* _PROBLEM 1_: Please copy the rows that follow the API documentation word for word, leaving out the pictures.

* _SELECTED TEXT_:
__________

Core Library API
Documentation for the Rust library API, enabling programmatic use of pixel art conversion functionality.
Overview
The pixel_art_rust crate provides a high-level API for converting images to pixel art using various algorithms. The library is designed for performance and flexibility, supporting both fixed grid and adaptive approaches.
Installation
Add to your Cargo.toml:
toml
[dependencies]
pixel_art_rust = "0.1.0"Basic Usage
rust
use pixel_art_rust::{PixelArtConverter, Algorithm, GridConfig};
use image::open;
fn main() -> Result<(), Box<dyn std::error::Error>> {
// Load input image
let input_image = open("input.jpg")?;
// Create converter with fixed grid
let config = GridConfig::Fixed { width: 32, height: 32 };
let converter = PixelArtConverter::new(config, Algorithm::Average);
// Convert to pixel art
let pixel_art = converter.convert(&input_image)?;
// Save result
pixel_art.save("output.png")?;
Ok(())
}Core Types
PixelArtConverter
The main converter struct that orchestrates the pixel art conversion process.
rust
pub struct PixelArtConverter {
grid_config: GridConfig,
algorithm: Algorithm,
color_config: Option<ColorConfig>,
}Methods
new(grid_config: GridConfig, algorithm: Algorithm) -> Self
Creates a new converter with the specified configuration.
rust
let converter = PixelArtConverter::new(
GridConfig::Fixed { width: 64, height: 48 },
Algorithm::KMeans
);with_colors(mut self, color_config: ColorConfig) -> Self
Configures color quantization (required for MedianCut and KMeans algorithms).
rust
let converter = PixelArtConverter::new(grid_config, Algorithm::KMeans)
.with_colors(ColorConfig { count: 16 });convert(&self, image: &DynamicImage) -> Result<DynamicImage, ConversionError>
Converts the input image to pixel art.
rust
let result = converter.convert(&input_image)?;convert_with_progress<F>(&self, image: &DynamicImage, callback: F) -> Result<DynamicImage, ConversionError>
Converts with progress callbacks.
rust
let result = converter.convert_with_progress(&input_image, |progress| {
println!("Progress: {:.1}%", progress * 100.0);
})?;GridConfig
Configuration for pixel grid layout.
rust
pub enum GridConfig {
Fixed { width: u32, height: u32 },
Adaptive {
max_depth: u32,
variance_threshold: f64
},
}Variants
Fixed
- Creates uniform pixel grid
width: Number of horizontal divisionsheight: Number of vertical divisions
Adaptive
- Uses quadtree for variable pixel sizes
max_depth: Maximum subdivision depth (1-20)variance_threshold: Color variance threshold for splitting (0.0-100.0)

__________

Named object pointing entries

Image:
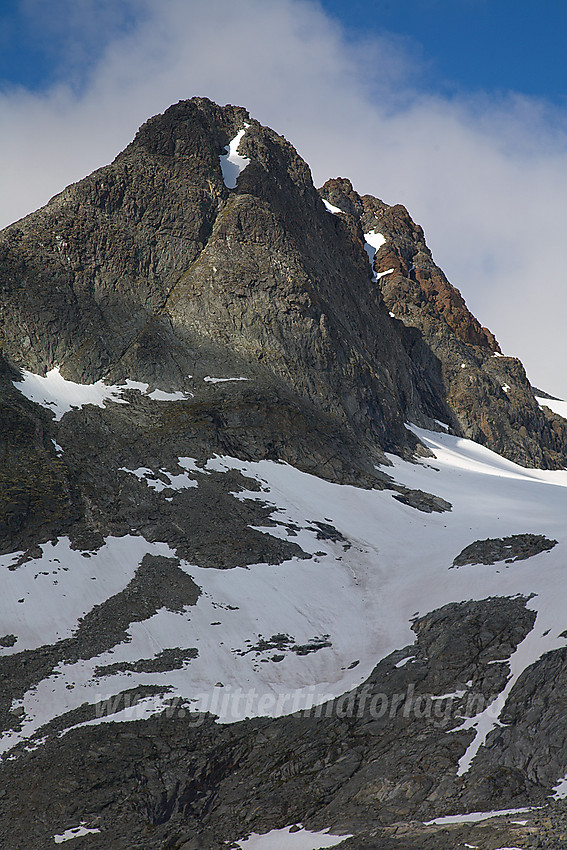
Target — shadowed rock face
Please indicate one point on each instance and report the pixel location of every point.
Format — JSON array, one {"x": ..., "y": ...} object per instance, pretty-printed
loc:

__________

* _PROBLEM 2_: According to the API documentation, which algorithms require color quantization through with_colors?

* _OUTPUT 1_:
Image:
Target — shadowed rock face
Please indicate one point on each instance and report the pixel location of every point.
Format — JSON array, one {"x": ..., "y": ...} object per instance, pretty-printed
loc:

* _OUTPUT 2_: MedianCut and KMeans.